» **What is asked**
Quote every line of the data below word for word, changing nothing.

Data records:
◆ ◆ ◆
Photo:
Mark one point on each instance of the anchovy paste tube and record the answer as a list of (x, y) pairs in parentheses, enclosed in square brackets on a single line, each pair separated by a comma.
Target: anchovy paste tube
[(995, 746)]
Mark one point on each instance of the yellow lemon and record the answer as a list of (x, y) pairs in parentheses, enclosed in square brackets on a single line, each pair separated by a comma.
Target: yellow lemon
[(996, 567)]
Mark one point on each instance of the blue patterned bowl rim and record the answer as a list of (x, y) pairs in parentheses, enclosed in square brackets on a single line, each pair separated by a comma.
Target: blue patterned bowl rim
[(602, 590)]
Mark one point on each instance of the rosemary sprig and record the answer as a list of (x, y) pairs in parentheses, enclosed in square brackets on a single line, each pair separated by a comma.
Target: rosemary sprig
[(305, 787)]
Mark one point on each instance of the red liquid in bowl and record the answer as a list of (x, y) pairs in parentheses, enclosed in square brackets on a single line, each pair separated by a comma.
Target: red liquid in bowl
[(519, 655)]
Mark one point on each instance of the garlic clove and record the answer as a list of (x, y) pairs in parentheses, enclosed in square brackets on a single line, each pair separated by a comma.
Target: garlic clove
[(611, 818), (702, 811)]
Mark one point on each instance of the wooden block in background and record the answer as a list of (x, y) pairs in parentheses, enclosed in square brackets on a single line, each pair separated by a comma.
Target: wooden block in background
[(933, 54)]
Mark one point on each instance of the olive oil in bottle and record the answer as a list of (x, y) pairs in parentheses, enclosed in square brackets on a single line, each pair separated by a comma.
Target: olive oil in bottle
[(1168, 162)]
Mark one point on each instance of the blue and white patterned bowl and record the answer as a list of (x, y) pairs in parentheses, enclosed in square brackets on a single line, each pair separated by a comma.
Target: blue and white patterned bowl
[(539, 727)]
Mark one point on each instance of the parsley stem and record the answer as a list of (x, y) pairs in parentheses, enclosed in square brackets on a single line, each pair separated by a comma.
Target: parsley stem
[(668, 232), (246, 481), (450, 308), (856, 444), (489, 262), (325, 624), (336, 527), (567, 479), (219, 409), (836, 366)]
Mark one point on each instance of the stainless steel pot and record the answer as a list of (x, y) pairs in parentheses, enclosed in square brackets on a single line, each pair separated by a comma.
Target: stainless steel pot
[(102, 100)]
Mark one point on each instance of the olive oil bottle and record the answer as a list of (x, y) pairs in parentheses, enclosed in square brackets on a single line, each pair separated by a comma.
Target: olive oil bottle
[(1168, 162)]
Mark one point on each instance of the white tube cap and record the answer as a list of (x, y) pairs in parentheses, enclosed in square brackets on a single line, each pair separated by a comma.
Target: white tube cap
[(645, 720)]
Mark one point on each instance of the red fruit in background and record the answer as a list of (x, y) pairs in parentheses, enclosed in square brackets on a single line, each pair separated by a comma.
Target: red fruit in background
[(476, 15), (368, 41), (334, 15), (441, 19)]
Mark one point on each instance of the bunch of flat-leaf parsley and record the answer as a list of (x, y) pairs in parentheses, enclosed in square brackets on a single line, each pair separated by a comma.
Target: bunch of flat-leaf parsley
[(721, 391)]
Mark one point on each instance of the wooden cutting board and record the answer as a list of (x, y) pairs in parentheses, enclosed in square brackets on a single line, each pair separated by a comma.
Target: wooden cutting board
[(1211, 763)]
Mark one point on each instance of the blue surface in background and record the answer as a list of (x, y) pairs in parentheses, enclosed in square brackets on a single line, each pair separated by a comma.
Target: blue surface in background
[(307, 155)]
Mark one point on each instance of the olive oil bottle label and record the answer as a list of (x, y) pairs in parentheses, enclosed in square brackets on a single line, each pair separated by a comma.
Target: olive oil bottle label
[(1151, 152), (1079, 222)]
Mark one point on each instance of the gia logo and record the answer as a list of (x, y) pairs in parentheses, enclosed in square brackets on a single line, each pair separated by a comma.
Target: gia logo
◆ ◆ ◆
» **Response to this exercise**
Photo:
Mark one point on each instance of the anchovy paste tube and record the answer as a list of (x, y) pairs in parentheses, enclosed in square brackets on a single line, each pair separated by a comma.
Target: anchovy paste tube
[(995, 746)]
Mark one point on each instance of the yellow lemon and record the answer as a list of (x, y) pairs in parentheses, enclosed in square brackets on a single line, each pair separated by a comma.
Target: yellow lemon
[(996, 567)]
Mark one point on each instance of the blue patterned bowl rim and record the answer as a list of (x, y) pairs in parentheses, enclosed in square brackets on a single line, each pair separated by a comma.
Target: blue patterned bowl rim
[(602, 590)]
Mark one point on each instance of the rosemary sprig and record the answer as a list of (x, y) pairs in parentheses, enclosed in square brackets on a single line, each pair separated by a comma.
Target: rosemary sprig
[(305, 787)]
Mark one point on each instance of the red liquid in bowl and record the answer as a list of (x, y) pairs in parentheses, enclosed in square brackets on a single line, each pair separated by a comma.
Target: red liquid in bowl
[(519, 655)]
Mark one point on each instance of the garlic clove and record the answer as a list of (x, y) pairs in parentheses, enclosed in square brackets on a single line, each pair separated by a comma.
Target: garlic clove
[(611, 818), (702, 811)]
Mark one point on each instance of the wooden block in background and record the answer as a list of (x, y) pairs in parentheses, enclosed in square brackets on a single line, each pair separated by a comma.
Target: wooden block in background
[(933, 54)]
Mark one point on each instance of the olive oil in bottle and record the answer as a list of (x, y) pairs in parentheses, enclosed in square brackets on a single line, each pair separated by a comma.
Target: olive oil in bottle
[(1168, 162)]
Mark one point on each instance of the blue and white patterned bowl and record the answer as a list of (x, y) pairs in parentheses, enclosed in square brackets on a single line, each pair separated by a comma.
Target: blue and white patterned bowl
[(539, 727)]
Mark one point on each instance of the parsley stem and record the answer as a list of (x, y) pairs in parentheses, enclosed in square brackets on a single line, each pair separated by a comma.
Target: parsley stem
[(668, 232), (246, 481), (450, 308), (856, 444), (489, 262), (325, 624), (336, 527), (567, 479), (219, 409), (836, 366)]
Mark one point on each instance of the stainless steel pot and record the answer as a list of (x, y) pairs in parentheses, enclosed in square brackets on a single line, each pair separated by a comma.
Target: stainless steel pot
[(102, 100)]
Mark one point on each instance of the olive oil bottle and record the answer as a list of (x, y) pairs in parentheses, enclosed in square brackets on a single line, each pair separated by a comma.
Target: olive oil bottle
[(1168, 162)]
Mark one point on each instance of the white tube cap and record the answer as a list of (x, y) pairs in parentheses, enclosed in square brackets on a single line, each pair separated by a comma.
Target: white tube cap
[(645, 720)]
Mark one point on each instance of the red fruit in background and record the answer as a list of (x, y) pairs in parentheses, enclosed in square brackets on a single line, each pair separated by a comma.
Target: red fruit in background
[(476, 15), (368, 41), (334, 15), (441, 19)]
Mark one point on each instance of the bunch of flat-leaf parsley and record the answer as a list of (x, y) pairs in parentheses, enclosed in square brackets on a single line, each pair separated by a comma.
Target: bunch of flat-leaf parsley
[(721, 391)]
Mark one point on each instance of the wooden cutting board and record the answer as a list of (x, y) pairs in parentheses, enclosed in square brackets on a single line, each pair separated by a comma.
Target: wooden cutting board
[(1211, 763)]
Mark one point on each instance of the blue surface in background and record the answer as a list of (x, y) pairs in parentheses, enclosed in square brackets on a single line, each pair separated by a comma.
Target: blue surface in background
[(307, 155)]
Mark one point on each instance of the olive oil bottle label and record the answer as a list of (x, y) pairs in parentheses, enclosed in square brackets on a single line, each pair separated by a comma.
Target: olive oil bottle label
[(1151, 152), (1079, 222)]
Mark one point on each instance of the gia logo and record the answer as a list of (x, y) pairs in parentheses, enclosed in square brackets on a single line, each pair separated by a comma.
Target: gia logo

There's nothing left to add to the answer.